■ What is expected ■
Return each line of the material below that contains the string "trimmed", reproducing every such line in full. The match is case-sensitive.

■ Data in this exercise ■
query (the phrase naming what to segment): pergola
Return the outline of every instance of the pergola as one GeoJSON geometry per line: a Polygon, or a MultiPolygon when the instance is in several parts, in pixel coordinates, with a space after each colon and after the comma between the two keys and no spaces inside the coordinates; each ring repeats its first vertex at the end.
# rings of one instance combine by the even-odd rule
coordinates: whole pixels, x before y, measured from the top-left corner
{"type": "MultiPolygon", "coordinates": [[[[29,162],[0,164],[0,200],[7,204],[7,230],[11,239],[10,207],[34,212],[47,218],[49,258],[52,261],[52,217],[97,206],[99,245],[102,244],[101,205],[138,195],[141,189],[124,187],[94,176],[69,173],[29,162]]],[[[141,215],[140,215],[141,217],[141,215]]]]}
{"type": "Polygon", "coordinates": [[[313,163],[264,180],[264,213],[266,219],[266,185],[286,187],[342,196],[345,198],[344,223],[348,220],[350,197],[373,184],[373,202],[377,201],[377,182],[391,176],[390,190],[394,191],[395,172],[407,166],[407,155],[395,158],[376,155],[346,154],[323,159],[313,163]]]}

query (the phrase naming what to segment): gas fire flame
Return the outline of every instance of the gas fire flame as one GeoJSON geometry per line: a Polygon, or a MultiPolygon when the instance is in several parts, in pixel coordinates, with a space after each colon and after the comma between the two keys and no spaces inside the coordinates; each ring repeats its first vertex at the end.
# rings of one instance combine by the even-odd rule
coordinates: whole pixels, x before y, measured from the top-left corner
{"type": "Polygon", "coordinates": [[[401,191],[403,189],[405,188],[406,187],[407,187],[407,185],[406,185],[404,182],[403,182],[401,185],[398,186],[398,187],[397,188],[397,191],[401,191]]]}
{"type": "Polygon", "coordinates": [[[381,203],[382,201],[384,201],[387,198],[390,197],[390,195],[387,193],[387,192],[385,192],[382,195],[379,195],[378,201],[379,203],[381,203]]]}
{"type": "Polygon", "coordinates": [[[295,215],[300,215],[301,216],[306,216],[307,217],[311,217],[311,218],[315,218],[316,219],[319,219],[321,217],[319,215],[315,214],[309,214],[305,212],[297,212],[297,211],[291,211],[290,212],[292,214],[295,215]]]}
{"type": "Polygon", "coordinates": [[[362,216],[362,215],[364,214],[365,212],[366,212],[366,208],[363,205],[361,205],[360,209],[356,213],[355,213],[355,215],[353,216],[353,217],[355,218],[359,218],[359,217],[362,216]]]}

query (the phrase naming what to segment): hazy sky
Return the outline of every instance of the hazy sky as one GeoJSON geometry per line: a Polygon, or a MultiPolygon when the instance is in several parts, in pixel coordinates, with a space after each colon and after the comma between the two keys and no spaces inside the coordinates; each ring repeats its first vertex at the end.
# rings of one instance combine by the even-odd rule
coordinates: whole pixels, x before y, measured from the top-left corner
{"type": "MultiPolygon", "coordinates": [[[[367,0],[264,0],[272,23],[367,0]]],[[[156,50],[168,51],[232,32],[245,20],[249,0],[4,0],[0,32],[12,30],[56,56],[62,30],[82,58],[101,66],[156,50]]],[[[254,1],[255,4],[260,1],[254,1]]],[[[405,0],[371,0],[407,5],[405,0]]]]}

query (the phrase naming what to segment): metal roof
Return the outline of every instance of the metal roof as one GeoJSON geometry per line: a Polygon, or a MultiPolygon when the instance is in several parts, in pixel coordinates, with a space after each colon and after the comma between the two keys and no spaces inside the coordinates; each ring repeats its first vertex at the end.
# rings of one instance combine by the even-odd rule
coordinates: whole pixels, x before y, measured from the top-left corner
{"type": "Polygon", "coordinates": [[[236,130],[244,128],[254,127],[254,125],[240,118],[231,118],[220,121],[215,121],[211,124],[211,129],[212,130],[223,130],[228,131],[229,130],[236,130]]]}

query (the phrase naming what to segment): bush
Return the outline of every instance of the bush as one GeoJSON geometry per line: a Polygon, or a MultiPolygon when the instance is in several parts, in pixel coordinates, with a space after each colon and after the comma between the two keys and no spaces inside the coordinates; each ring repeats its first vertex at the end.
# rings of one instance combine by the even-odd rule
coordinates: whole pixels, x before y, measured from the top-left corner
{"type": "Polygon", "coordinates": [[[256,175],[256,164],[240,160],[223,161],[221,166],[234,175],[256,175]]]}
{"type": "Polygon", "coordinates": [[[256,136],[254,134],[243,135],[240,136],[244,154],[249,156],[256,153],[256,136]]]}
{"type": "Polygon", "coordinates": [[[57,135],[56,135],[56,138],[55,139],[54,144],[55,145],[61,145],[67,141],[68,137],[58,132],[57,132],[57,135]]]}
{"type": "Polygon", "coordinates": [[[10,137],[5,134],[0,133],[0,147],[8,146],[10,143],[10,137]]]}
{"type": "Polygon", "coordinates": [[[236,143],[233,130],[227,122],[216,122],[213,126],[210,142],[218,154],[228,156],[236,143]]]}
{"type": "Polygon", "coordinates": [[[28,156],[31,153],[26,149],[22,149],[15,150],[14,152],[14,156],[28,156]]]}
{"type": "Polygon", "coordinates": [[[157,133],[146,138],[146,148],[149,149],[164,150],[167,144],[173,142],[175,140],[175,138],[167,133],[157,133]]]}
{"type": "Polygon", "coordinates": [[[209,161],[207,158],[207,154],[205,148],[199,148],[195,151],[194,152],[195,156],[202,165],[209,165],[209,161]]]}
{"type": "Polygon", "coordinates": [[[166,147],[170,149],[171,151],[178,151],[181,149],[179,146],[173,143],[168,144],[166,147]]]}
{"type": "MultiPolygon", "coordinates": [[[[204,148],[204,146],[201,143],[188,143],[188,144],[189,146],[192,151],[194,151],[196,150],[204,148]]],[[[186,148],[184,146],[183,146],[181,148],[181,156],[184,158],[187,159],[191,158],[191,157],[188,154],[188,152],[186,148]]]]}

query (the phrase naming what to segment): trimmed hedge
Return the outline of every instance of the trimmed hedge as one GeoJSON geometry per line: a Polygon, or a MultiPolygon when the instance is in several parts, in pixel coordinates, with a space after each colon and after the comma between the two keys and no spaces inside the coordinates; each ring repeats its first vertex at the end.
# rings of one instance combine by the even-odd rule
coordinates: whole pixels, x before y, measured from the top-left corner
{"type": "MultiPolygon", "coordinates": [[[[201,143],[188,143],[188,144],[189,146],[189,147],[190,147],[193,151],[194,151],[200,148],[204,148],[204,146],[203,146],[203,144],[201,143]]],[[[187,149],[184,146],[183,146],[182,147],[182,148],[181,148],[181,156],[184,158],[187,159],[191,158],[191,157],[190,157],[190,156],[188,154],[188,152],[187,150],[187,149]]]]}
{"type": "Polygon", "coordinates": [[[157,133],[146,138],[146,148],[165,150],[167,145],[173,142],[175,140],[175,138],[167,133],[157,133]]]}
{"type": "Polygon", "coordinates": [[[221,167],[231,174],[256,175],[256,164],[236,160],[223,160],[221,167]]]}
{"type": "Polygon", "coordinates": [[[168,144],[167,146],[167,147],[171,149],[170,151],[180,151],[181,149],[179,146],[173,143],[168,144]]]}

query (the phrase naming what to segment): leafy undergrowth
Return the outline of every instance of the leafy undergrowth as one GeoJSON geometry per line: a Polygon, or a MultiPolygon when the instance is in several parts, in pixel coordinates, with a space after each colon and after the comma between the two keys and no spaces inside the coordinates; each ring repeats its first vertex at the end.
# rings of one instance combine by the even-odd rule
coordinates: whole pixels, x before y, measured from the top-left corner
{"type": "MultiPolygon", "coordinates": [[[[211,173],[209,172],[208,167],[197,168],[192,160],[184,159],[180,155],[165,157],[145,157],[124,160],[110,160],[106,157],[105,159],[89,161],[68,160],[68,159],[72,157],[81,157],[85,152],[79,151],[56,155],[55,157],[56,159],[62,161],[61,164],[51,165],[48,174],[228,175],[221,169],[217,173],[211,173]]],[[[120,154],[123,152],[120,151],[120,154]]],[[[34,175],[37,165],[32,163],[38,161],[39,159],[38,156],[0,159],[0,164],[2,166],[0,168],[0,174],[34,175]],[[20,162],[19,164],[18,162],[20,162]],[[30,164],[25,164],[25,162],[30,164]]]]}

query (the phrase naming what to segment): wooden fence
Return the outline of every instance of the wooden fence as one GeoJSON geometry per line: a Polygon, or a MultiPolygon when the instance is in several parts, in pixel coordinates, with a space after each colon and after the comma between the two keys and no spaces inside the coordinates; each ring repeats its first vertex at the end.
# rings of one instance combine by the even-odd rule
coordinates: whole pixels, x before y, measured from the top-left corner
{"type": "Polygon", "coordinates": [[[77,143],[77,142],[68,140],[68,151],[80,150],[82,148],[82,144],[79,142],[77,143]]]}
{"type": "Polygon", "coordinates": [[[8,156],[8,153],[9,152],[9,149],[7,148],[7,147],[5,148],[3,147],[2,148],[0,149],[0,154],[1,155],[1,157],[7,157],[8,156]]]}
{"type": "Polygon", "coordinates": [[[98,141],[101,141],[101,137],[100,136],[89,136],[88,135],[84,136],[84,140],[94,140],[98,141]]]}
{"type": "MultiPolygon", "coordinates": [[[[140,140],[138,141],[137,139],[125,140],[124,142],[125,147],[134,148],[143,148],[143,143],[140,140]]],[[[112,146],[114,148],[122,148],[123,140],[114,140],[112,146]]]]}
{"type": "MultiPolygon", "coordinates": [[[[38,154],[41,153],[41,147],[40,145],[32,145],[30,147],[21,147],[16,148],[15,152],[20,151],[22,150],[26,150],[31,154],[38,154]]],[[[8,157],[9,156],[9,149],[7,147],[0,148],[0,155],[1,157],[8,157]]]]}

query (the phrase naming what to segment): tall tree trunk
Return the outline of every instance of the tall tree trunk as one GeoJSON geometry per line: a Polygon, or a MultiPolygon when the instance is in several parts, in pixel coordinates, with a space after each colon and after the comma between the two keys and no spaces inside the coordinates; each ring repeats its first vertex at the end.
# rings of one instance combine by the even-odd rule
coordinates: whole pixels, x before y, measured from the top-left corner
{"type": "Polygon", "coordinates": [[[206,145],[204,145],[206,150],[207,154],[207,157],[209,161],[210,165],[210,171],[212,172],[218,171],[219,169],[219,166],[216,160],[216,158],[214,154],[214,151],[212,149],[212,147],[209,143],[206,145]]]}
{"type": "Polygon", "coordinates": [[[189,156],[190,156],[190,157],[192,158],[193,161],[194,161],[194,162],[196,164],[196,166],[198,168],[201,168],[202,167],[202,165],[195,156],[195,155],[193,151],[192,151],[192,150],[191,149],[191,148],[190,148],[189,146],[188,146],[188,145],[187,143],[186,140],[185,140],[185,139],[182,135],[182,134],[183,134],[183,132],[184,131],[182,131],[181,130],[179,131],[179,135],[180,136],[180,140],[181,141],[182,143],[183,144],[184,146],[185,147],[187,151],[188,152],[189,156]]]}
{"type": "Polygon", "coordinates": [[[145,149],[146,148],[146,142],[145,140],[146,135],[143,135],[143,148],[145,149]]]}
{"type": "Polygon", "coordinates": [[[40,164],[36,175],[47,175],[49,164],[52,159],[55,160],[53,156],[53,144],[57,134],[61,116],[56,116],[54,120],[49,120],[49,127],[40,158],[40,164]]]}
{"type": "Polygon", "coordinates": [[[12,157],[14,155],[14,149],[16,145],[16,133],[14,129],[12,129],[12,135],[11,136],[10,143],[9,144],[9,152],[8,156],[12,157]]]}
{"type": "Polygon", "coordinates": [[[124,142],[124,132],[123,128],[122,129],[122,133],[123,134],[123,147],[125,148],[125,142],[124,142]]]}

■ Final answer ■
query (the phrase naming what to segment): trimmed hedge
Return the outline of every instance of the trimmed hedge as one GeoJSON geometry per line: a Polygon, or a MultiPolygon when the instance is in several parts, in pixel coordinates, with a space after each colon and after the comma between the two keys and no spaces inside the coordinates; each ring repeats its first vertex at the end.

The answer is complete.